### The request
As an exercise in exact copying, transcribe the lines below from the one holding "of the parthenon." through the last, with both ends included and pictures left out.

[Object location annotation data]
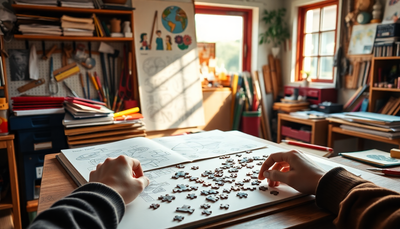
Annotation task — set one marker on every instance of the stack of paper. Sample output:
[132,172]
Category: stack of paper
[27,105]
[77,26]
[78,3]
[37,29]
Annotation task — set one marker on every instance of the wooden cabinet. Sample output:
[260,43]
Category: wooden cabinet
[288,127]
[377,93]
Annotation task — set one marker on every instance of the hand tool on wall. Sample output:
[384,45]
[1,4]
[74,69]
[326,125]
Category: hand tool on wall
[50,52]
[53,86]
[83,85]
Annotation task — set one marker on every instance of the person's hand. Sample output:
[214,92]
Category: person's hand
[123,174]
[292,168]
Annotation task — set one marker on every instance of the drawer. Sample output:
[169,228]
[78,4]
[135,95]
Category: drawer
[312,93]
[46,140]
[35,121]
[296,134]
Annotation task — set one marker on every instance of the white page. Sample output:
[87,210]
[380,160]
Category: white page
[150,154]
[208,144]
[139,214]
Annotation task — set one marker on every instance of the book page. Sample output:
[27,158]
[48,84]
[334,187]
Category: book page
[140,214]
[208,144]
[150,154]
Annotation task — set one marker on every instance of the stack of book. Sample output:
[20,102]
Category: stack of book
[73,26]
[381,125]
[38,25]
[78,3]
[88,122]
[26,105]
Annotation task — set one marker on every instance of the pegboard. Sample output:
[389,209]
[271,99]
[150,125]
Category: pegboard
[73,81]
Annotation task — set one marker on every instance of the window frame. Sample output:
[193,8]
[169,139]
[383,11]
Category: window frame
[301,34]
[247,15]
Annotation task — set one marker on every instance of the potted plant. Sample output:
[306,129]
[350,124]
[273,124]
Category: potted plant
[278,30]
[306,75]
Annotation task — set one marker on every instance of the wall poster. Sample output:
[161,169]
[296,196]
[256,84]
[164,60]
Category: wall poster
[168,64]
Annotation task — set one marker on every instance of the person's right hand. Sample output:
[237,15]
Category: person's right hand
[123,174]
[292,168]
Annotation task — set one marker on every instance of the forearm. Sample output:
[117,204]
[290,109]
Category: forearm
[358,203]
[93,205]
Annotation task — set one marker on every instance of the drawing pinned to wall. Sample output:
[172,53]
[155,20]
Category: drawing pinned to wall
[159,42]
[168,43]
[174,19]
[143,42]
[19,62]
[171,76]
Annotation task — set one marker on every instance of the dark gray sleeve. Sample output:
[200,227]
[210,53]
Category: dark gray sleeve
[93,205]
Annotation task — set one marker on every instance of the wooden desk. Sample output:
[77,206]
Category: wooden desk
[337,133]
[319,128]
[301,212]
[7,142]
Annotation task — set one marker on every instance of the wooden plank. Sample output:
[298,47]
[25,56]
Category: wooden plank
[274,79]
[279,73]
[267,79]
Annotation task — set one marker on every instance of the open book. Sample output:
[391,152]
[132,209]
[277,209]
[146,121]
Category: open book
[155,153]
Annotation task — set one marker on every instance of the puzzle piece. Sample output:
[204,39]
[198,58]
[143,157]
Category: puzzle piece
[178,218]
[185,208]
[182,188]
[212,198]
[263,188]
[191,196]
[180,174]
[249,188]
[233,170]
[206,212]
[249,166]
[166,198]
[242,194]
[274,192]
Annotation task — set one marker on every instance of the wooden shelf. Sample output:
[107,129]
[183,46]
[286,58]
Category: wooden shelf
[387,58]
[20,8]
[6,203]
[61,38]
[386,89]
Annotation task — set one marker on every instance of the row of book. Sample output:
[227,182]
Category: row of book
[360,73]
[384,47]
[88,4]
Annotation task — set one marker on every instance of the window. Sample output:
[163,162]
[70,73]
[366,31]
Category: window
[316,46]
[228,31]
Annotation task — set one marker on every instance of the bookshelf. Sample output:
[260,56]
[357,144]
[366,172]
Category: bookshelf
[381,93]
[53,11]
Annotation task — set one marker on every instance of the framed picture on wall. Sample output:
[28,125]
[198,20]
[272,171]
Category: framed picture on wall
[392,11]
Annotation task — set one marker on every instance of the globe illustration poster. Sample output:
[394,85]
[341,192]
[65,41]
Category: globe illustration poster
[174,19]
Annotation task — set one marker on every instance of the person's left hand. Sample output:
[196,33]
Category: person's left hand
[124,174]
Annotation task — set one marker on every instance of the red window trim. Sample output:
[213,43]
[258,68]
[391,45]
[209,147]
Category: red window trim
[247,15]
[300,37]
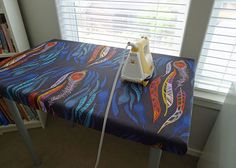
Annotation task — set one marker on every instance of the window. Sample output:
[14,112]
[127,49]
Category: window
[217,64]
[115,22]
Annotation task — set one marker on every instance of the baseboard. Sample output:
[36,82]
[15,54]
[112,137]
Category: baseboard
[194,152]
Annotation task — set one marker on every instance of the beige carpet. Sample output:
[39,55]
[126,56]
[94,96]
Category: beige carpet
[62,146]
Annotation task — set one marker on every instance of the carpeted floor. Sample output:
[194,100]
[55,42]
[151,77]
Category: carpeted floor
[62,146]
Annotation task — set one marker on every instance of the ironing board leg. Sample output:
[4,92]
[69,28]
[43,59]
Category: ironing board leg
[23,131]
[154,157]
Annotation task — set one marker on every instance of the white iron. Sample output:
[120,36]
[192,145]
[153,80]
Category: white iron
[138,66]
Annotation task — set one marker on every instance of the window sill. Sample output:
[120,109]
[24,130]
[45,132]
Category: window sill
[208,99]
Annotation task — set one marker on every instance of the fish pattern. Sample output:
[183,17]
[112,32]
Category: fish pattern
[73,80]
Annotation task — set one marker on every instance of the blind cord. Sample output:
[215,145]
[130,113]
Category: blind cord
[107,112]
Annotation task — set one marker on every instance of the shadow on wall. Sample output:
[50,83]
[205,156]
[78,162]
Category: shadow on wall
[40,19]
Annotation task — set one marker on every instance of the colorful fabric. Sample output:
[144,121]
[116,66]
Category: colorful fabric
[73,80]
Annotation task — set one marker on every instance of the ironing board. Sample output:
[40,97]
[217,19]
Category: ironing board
[74,80]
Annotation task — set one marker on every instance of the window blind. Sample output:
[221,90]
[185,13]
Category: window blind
[217,65]
[115,22]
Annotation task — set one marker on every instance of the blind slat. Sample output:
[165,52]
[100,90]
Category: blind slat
[217,65]
[115,22]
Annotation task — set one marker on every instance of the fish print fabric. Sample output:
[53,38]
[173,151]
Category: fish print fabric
[73,80]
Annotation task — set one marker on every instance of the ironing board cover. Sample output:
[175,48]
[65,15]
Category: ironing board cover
[73,80]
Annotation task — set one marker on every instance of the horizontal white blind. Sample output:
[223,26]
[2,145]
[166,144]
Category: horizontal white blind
[115,22]
[217,65]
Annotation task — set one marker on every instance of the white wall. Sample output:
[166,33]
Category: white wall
[40,19]
[41,24]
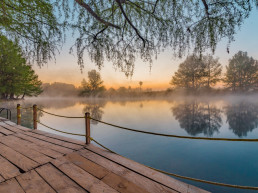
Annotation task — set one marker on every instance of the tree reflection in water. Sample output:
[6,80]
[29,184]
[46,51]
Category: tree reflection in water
[95,109]
[242,117]
[196,117]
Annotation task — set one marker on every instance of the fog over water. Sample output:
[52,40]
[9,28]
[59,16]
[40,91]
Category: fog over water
[221,161]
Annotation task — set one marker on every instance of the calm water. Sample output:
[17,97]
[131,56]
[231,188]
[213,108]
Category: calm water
[227,162]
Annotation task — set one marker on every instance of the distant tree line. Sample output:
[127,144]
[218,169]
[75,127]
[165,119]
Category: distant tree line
[17,79]
[196,73]
[58,89]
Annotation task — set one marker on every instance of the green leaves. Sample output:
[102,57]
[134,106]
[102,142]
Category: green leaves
[16,77]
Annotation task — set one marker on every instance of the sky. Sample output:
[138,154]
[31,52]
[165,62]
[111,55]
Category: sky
[65,68]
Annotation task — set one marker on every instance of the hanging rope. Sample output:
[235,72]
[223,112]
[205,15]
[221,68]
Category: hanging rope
[188,178]
[59,115]
[175,136]
[59,130]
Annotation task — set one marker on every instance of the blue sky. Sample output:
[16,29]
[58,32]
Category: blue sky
[66,69]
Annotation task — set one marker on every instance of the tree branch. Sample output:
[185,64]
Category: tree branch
[155,6]
[87,7]
[96,35]
[206,8]
[130,23]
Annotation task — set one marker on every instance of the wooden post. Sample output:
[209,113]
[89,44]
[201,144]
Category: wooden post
[18,114]
[35,117]
[87,123]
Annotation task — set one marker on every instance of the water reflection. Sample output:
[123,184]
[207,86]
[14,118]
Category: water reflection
[242,117]
[95,109]
[196,117]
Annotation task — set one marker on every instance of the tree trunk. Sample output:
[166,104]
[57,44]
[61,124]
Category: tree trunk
[12,96]
[23,96]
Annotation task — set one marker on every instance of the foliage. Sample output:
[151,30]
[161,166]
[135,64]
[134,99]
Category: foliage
[196,118]
[121,30]
[94,86]
[242,73]
[34,25]
[195,73]
[16,77]
[58,89]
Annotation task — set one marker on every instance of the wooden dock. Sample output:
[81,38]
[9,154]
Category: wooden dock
[34,161]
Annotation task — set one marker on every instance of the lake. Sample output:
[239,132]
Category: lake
[220,161]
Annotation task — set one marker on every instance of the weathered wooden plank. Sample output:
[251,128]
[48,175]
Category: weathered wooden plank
[11,128]
[8,170]
[11,186]
[10,122]
[39,142]
[89,166]
[150,185]
[54,141]
[17,126]
[16,158]
[115,181]
[41,149]
[31,182]
[1,179]
[145,171]
[121,184]
[5,131]
[20,146]
[83,178]
[62,138]
[57,180]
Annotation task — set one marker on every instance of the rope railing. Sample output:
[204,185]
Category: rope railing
[150,133]
[87,135]
[60,115]
[60,130]
[175,136]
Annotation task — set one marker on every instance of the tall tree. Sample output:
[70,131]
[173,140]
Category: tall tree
[121,30]
[242,72]
[94,86]
[197,72]
[16,77]
[189,74]
[140,83]
[213,70]
[34,25]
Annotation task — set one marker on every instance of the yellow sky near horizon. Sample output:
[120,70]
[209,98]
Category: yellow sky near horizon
[66,69]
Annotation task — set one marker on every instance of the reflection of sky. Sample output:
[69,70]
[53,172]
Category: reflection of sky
[220,161]
[66,68]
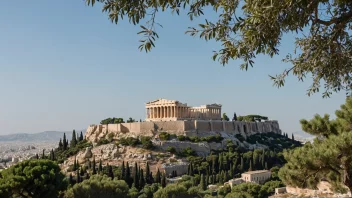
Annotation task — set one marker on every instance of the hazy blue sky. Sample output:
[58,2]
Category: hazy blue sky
[64,65]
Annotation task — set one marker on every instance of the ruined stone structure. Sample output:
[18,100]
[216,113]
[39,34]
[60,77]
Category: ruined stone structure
[172,110]
[185,120]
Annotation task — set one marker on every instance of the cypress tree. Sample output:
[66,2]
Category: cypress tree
[74,139]
[78,177]
[81,137]
[43,154]
[70,179]
[74,168]
[250,166]
[110,172]
[60,145]
[202,182]
[242,165]
[163,181]
[64,142]
[263,160]
[220,163]
[141,179]
[128,174]
[147,172]
[94,171]
[231,171]
[100,168]
[123,171]
[207,179]
[158,177]
[213,165]
[89,164]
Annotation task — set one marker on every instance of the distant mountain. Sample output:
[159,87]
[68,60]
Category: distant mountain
[37,137]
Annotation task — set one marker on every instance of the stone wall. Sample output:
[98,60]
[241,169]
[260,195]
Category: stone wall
[196,127]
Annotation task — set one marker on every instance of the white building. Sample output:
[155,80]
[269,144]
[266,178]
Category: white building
[172,110]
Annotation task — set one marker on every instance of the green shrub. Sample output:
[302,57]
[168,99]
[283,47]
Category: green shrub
[171,149]
[164,136]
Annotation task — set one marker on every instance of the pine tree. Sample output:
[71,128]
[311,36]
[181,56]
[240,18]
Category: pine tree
[135,176]
[60,145]
[94,170]
[100,168]
[250,166]
[64,142]
[202,182]
[163,181]
[74,139]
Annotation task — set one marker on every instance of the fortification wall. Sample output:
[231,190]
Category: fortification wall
[197,127]
[173,127]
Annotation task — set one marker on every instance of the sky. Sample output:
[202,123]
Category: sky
[64,66]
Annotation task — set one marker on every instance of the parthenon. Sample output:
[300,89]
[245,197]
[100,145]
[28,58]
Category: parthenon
[171,110]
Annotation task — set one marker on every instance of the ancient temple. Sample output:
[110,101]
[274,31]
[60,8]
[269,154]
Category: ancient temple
[171,110]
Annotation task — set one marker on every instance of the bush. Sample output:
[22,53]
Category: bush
[187,152]
[146,142]
[171,149]
[164,136]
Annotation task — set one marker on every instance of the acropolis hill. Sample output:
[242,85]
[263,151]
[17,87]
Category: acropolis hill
[178,118]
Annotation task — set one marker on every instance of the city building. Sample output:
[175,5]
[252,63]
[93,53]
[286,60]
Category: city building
[172,110]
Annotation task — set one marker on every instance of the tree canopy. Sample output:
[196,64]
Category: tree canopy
[99,186]
[32,178]
[329,157]
[250,28]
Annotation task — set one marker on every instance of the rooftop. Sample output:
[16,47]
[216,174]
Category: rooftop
[256,172]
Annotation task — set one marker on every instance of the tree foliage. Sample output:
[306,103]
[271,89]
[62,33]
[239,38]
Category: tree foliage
[328,157]
[247,29]
[99,186]
[32,178]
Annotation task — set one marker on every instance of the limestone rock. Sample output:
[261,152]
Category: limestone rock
[88,153]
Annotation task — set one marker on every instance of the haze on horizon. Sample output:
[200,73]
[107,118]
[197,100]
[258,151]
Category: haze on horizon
[65,71]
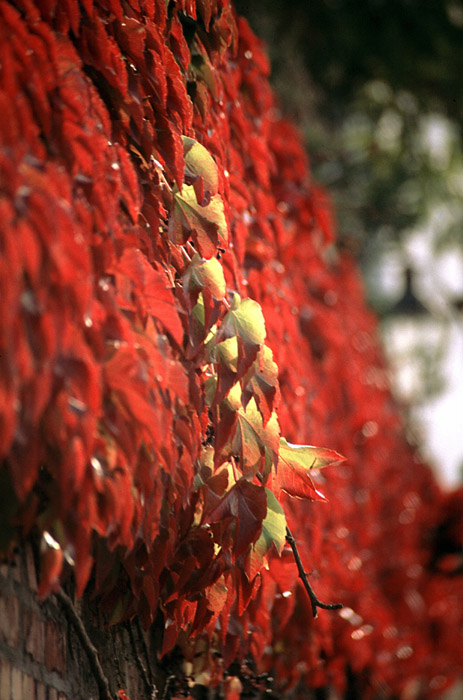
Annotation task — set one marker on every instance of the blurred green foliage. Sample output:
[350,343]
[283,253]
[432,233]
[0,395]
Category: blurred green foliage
[376,88]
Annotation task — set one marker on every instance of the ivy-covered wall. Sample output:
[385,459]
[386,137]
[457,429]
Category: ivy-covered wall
[178,331]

### Written answer
Annotation task — set one marker on every instance of the parthenon. Sample output:
[300,89]
[245,197]
[100,145]
[28,58]
Category: parthenon
[171,110]
Annotation task — set one marker on every instance of the ancient temple. Sample output:
[110,101]
[274,31]
[60,8]
[269,154]
Category: ancient temple
[171,110]
Annotation task — set one marker on every instance of the bush. Sample output:
[22,53]
Category: bush
[187,152]
[146,142]
[171,149]
[164,136]
Annotation task — set one marker on every instance of the acropolis hill. Sample output:
[242,85]
[263,151]
[17,87]
Category: acropolis hill
[178,118]
Annotation task — set one marker on every instance of the city building. Sample output:
[175,5]
[252,63]
[93,53]
[286,60]
Category: city building
[172,110]
Annotation task — set one marker on every instance of the tree canopy. Sample output:
[196,64]
Category: tree canopy
[99,186]
[32,178]
[329,157]
[250,28]
Annotation task — set one marker on every instance of the rooftop. Sample output:
[16,47]
[216,174]
Category: rooftop
[256,172]
Annotation task — set one marker on every instance of the tree foliage. Sample output:
[306,103]
[271,89]
[62,33]
[239,38]
Category: tree foliage
[328,157]
[247,29]
[99,186]
[32,178]
Annotation task — set one marker on every instance of the limestone rock. Sample output:
[261,152]
Category: limestone rock
[88,153]
Annotation task — set one marker on every instance of the haze on horizon. Sample output:
[200,73]
[107,118]
[197,100]
[258,151]
Category: haze on horizon
[65,71]
Annotation task — set one marker on every instance of the blurred green foliage. Sample output:
[350,343]
[283,253]
[432,233]
[0,395]
Category: blurred green foliage
[376,88]
Annotation task — set one marker on every instance of the ivy-covered wall. Sample output:
[385,459]
[386,137]
[457,429]
Category: ivy-covered wall
[178,331]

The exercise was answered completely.